Reproduce the material from the line with "Category: stone cross on roof" to the line with "pixel 660 542", renaming "Format example" to "Sample format" and changing nothing else.

— Start of DATA SHOWN —

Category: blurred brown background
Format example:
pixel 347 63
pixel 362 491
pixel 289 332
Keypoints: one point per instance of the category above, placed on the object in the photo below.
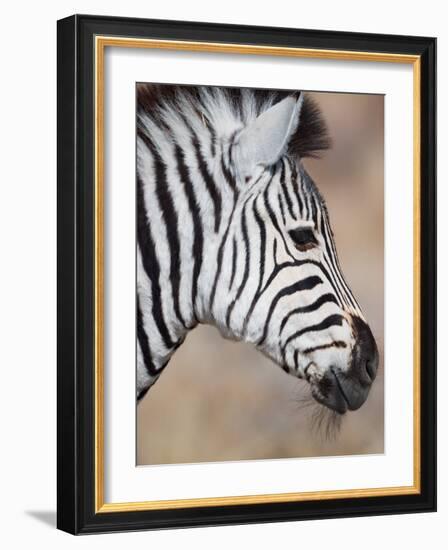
pixel 219 400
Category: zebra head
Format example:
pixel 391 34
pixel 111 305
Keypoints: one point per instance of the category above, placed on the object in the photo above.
pixel 278 281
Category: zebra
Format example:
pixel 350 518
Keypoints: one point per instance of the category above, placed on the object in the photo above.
pixel 232 231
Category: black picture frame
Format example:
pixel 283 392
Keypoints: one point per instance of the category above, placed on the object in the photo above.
pixel 76 511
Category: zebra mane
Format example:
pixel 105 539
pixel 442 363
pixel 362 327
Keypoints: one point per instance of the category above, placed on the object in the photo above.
pixel 225 110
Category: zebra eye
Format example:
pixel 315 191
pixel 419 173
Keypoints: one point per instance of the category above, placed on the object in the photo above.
pixel 303 238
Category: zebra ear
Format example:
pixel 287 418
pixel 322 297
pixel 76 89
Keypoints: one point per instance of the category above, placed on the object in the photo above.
pixel 265 140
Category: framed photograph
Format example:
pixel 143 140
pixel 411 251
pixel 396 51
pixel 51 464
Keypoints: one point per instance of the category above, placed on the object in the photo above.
pixel 246 274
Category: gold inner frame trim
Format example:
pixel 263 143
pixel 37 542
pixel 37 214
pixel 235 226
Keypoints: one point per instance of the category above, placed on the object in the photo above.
pixel 101 42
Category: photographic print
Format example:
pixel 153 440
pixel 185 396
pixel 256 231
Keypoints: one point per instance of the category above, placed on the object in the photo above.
pixel 259 267
pixel 246 274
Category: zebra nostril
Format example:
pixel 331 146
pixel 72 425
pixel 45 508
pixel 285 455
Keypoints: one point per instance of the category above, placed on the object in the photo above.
pixel 371 368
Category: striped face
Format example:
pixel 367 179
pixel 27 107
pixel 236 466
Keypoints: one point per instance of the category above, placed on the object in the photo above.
pixel 232 231
pixel 282 288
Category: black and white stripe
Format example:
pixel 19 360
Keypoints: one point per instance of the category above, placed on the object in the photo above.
pixel 215 227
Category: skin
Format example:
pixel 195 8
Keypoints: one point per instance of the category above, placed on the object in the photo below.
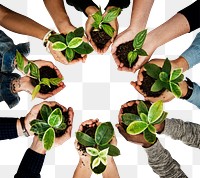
pixel 83 169
pixel 90 10
pixel 137 139
pixel 166 95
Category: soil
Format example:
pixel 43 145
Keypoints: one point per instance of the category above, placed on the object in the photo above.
pixel 100 38
pixel 146 86
pixel 122 53
pixel 59 133
pixel 45 72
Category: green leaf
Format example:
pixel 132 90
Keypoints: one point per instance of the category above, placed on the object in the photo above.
pixel 164 77
pixel 85 139
pixel 144 117
pixel 79 32
pixel 55 118
pixel 175 89
pixel 104 133
pixel 157 86
pixel 69 54
pixel 84 48
pixel 166 66
pixel 108 29
pixel 69 37
pixel 142 108
pixel 96 162
pixel 136 127
pixel 92 151
pixel 152 129
pixel 35 91
pixel 45 112
pixel 139 39
pixel 152 70
pixel 127 118
pixel 45 81
pixel 34 70
pixel 97 17
pixel 19 60
pixel 48 138
pixel 149 137
pixel 175 74
pixel 141 52
pixel 39 127
pixel 75 42
pixel 55 81
pixel 162 118
pixel 111 15
pixel 26 68
pixel 59 46
pixel 113 150
pixel 155 111
pixel 56 38
pixel 132 56
pixel 179 79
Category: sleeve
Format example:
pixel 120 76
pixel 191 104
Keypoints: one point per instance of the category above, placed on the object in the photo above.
pixel 80 5
pixel 8 128
pixel 192 54
pixel 31 165
pixel 186 132
pixel 192 14
pixel 8 52
pixel 119 3
pixel 6 94
pixel 162 163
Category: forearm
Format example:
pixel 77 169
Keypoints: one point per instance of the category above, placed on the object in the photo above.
pixel 82 170
pixel 111 169
pixel 183 131
pixel 162 163
pixel 139 17
pixel 21 24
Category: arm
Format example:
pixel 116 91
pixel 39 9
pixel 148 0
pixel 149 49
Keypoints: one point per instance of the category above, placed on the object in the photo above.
pixel 162 163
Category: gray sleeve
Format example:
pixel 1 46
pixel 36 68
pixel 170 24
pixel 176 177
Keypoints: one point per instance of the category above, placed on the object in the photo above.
pixel 187 132
pixel 162 163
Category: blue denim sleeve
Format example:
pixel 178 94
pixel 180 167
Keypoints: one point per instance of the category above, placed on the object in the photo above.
pixel 192 54
pixel 8 52
pixel 6 94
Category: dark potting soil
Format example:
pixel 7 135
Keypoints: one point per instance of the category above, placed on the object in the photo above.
pixel 59 133
pixel 45 72
pixel 100 38
pixel 146 86
pixel 122 53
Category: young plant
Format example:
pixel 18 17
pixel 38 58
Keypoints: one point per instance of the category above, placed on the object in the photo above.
pixel 145 120
pixel 165 77
pixel 137 46
pixel 45 128
pixel 99 148
pixel 71 43
pixel 33 71
pixel 102 22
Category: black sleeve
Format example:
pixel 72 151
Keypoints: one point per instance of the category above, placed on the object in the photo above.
pixel 31 165
pixel 8 128
pixel 80 5
pixel 119 3
pixel 192 14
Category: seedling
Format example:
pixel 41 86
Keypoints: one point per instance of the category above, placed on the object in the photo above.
pixel 145 120
pixel 33 71
pixel 46 128
pixel 99 148
pixel 137 46
pixel 165 77
pixel 71 43
pixel 102 22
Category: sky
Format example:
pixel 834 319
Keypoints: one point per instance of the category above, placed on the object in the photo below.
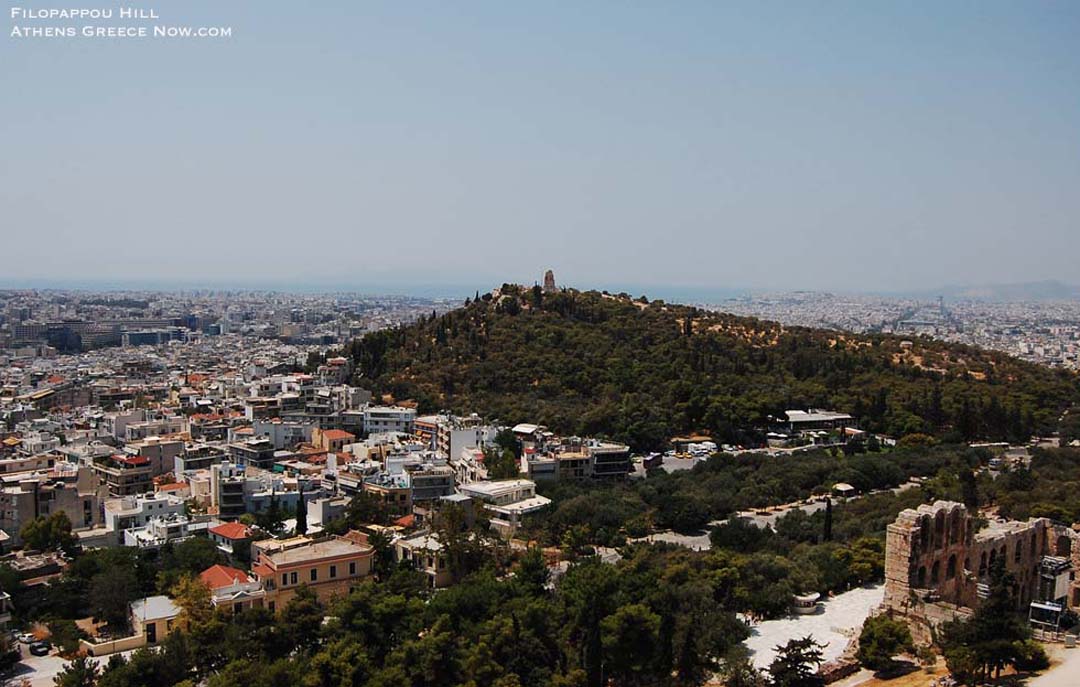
pixel 846 146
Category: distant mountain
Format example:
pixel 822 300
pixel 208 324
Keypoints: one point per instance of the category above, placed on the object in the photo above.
pixel 1050 290
pixel 640 372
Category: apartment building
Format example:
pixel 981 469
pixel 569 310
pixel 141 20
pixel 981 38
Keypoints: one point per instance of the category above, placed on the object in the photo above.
pixel 327 566
pixel 137 510
pixel 124 475
pixel 389 418
pixel 76 492
pixel 508 501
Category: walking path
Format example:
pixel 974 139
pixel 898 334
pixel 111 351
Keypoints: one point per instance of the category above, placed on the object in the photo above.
pixel 842 617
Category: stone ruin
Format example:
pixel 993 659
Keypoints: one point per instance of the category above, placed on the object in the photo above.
pixel 937 565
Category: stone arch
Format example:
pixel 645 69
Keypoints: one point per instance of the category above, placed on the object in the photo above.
pixel 1063 547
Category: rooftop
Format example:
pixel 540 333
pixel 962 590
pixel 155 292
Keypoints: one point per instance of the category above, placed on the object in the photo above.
pixel 326 549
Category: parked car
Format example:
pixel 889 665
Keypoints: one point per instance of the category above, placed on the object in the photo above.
pixel 40 648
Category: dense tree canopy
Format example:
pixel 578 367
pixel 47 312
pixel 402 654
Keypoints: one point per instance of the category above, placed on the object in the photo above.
pixel 591 363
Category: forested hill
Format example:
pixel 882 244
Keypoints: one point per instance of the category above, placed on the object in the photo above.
pixel 640 372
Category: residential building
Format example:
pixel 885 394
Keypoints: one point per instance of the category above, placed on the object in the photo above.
pixel 508 501
pixel 424 553
pixel 327 566
pixel 389 419
pixel 232 589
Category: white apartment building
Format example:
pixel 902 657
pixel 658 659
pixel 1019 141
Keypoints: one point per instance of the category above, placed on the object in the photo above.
pixel 389 418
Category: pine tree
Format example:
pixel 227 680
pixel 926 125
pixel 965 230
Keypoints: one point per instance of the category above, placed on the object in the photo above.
pixel 301 513
pixel 827 534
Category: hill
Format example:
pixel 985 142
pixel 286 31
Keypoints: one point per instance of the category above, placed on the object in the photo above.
pixel 640 372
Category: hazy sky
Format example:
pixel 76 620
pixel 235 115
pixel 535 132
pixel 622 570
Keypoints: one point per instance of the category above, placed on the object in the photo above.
pixel 862 145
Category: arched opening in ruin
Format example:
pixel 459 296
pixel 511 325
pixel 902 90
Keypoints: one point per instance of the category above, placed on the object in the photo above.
pixel 1063 547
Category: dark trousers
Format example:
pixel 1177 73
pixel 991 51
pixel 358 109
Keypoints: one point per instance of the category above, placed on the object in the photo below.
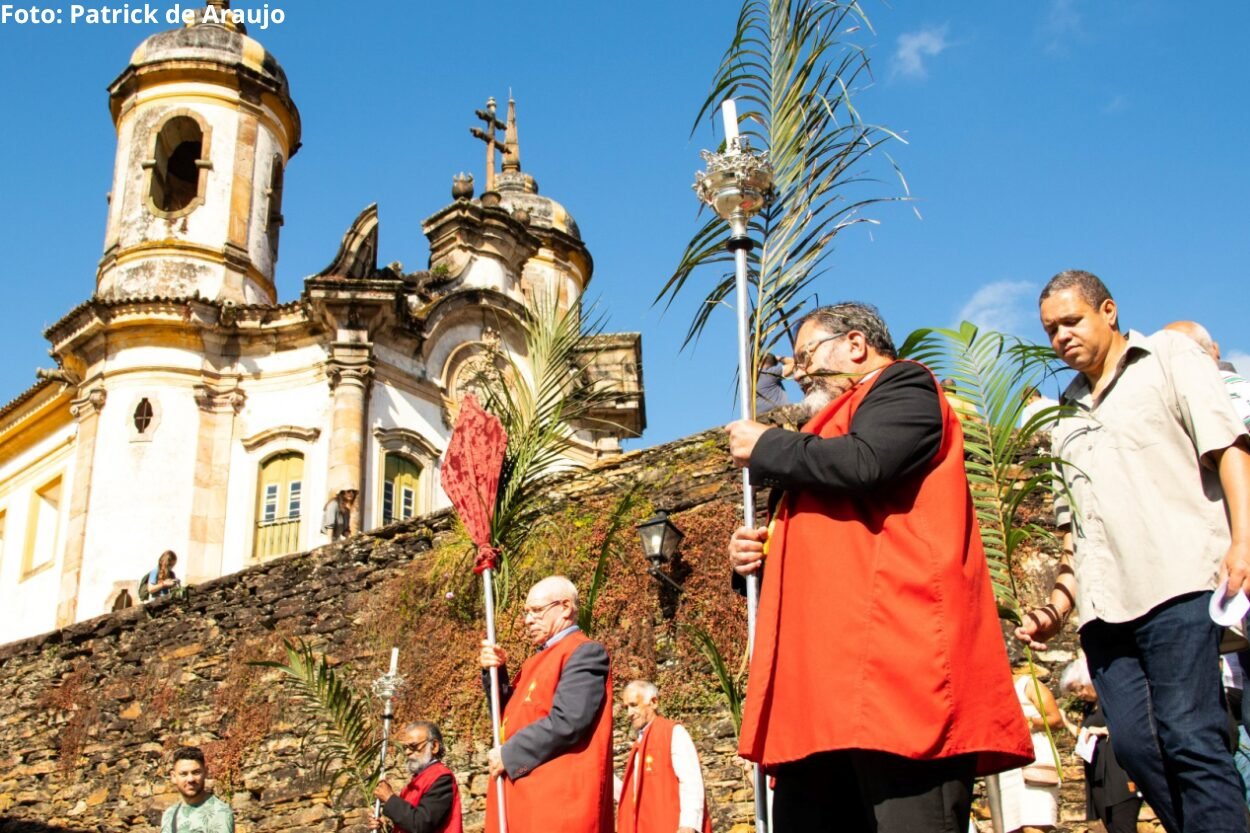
pixel 1123 817
pixel 874 792
pixel 1158 679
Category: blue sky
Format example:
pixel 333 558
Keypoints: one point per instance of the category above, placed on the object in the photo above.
pixel 1040 136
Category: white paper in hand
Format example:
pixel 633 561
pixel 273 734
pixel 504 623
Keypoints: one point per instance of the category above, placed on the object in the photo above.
pixel 1228 612
pixel 1086 742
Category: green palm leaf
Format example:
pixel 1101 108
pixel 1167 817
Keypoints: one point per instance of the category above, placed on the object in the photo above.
pixel 791 71
pixel 1003 463
pixel 544 399
pixel 731 688
pixel 610 548
pixel 339 727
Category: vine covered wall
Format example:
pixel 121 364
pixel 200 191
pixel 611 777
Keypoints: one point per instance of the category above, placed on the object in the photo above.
pixel 90 714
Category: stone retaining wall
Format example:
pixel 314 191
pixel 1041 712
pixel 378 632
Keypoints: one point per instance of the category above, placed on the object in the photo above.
pixel 89 714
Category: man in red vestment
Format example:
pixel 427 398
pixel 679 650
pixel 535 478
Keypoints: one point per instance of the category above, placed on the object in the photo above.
pixel 556 757
pixel 880 684
pixel 663 787
pixel 430 802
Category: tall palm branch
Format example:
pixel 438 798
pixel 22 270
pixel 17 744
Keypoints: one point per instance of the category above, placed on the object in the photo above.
pixel 541 402
pixel 791 71
pixel 1005 463
pixel 339 724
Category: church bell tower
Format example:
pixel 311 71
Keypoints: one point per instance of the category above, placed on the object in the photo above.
pixel 205 126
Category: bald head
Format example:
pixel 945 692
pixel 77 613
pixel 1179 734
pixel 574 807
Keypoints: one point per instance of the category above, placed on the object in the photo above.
pixel 550 607
pixel 554 587
pixel 1196 332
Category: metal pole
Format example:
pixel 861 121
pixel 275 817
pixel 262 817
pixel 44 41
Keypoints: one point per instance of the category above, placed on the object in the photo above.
pixel 994 794
pixel 489 594
pixel 384 688
pixel 740 245
pixel 388 714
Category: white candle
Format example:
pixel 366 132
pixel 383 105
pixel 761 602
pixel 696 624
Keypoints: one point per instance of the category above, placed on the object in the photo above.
pixel 729 111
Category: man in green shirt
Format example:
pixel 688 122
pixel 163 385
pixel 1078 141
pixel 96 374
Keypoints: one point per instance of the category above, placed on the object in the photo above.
pixel 199 811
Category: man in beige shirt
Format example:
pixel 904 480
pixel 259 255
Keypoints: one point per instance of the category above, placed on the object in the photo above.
pixel 1158 469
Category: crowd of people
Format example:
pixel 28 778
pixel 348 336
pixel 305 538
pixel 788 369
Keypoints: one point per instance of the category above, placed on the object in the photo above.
pixel 880 684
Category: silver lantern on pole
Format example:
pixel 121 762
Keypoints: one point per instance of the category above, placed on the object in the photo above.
pixel 738 185
pixel 384 689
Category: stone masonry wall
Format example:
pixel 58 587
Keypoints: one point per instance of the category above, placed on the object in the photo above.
pixel 89 714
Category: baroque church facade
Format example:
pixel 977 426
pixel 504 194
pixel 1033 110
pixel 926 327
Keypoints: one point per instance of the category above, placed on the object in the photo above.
pixel 191 410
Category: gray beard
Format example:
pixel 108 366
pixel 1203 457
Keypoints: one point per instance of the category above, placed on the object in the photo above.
pixel 815 402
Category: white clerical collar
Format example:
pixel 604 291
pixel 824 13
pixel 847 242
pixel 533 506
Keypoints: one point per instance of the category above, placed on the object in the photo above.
pixel 559 636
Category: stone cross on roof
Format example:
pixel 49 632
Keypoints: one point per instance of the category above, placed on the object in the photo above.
pixel 489 136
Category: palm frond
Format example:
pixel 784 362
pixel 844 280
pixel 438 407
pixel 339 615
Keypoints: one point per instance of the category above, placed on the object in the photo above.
pixel 339 727
pixel 731 688
pixel 791 70
pixel 1004 464
pixel 541 402
pixel 609 548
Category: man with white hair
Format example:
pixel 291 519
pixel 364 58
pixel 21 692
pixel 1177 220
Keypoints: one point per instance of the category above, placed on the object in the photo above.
pixel 879 684
pixel 556 753
pixel 663 788
pixel 1234 384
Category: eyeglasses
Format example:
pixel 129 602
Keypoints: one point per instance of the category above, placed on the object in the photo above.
pixel 803 358
pixel 540 610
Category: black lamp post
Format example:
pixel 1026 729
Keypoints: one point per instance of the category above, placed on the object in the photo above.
pixel 660 542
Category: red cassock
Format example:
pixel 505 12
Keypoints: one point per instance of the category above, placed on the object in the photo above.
pixel 573 792
pixel 421 782
pixel 656 807
pixel 878 627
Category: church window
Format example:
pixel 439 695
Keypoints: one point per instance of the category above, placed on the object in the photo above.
pixel 400 477
pixel 178 166
pixel 43 527
pixel 279 507
pixel 143 415
pixel 274 222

— End of DATA SHOWN —

FINAL RESULT:
Category: stone cross on roof
Sample format:
pixel 49 632
Keypoints: one point per instance of the category above, placed on the object in the photo above.
pixel 489 136
Category: palm frond
Sample format:
pixel 784 362
pixel 844 280
pixel 438 407
pixel 339 615
Keypoints: one point per instance of the category above, placed on the object in the photo above.
pixel 339 727
pixel 731 688
pixel 791 70
pixel 1004 464
pixel 541 402
pixel 609 548
Category: man with white hair
Sample format:
pixel 291 519
pixel 364 58
pixel 21 692
pixel 1177 220
Keypoints: one point per instance of the category above, placed on the object in the photo above.
pixel 879 684
pixel 556 753
pixel 663 788
pixel 1234 384
Category: eyeglasses
Sample format:
pixel 129 602
Keypoints: one point per instance of the category above, placed on the object in the photo above.
pixel 803 358
pixel 540 610
Category: black lamp post
Sample format:
pixel 1026 729
Keypoints: one point per instance of the category above, placed on the object in the photo above.
pixel 660 542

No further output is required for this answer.